▶ _PROBLEMS AND TASKS_
**A)** List every piece of software, including operating systems and email clients, that the Dovecot post names.
**B)** Summarize the Dovecot post in two sentences.

▶ _EXCERPT PROVIDED_
[Dovecot] error - dovecot - child (login) killed with signal 16
We've been happily running Dovecot in Solaris 10 for about 8 months now.
Yesterday, Solaris 10's SMF put it in maintenance mode (shut it down) seemingly out of the blue. The only thing going on was that I had updated the ssl certificate. We had previously been using a self signed cert. Now we have a cert from InCommon. We had a problem with a few users who are still on ancient Eudora and didn't have the proper authority chains. We had a problem with a few Thunderbird users who hadn't set up the fully qualified server name in their configuration. The shutdown was coincident (and could be just a coincidence) to the minute with my boss working with a Windows Thunderbird user to change their configuration.

▶ _DATASET SECTION_
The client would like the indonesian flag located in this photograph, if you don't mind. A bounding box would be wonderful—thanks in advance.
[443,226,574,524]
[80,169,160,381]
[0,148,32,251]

▶ _CORRECT ANSWERS_
**A)** Dovecot, Solaris 10, SMF, Eudora, Thunderbird, Windows

**B)** After about eight months of running without trouble on Solaris 10, Dovecot was put into maintenance mode by SMF one day, and the only recent change had been replacing a self-signed SSL certificate with one from InCommon. The new certificate caused problems for some Eudora users missing the proper authority chains and for some Thunderbird users without the fully qualified server name, and the shutdown happened at the same minute that a Windows Thunderbird user was having their configuration changed.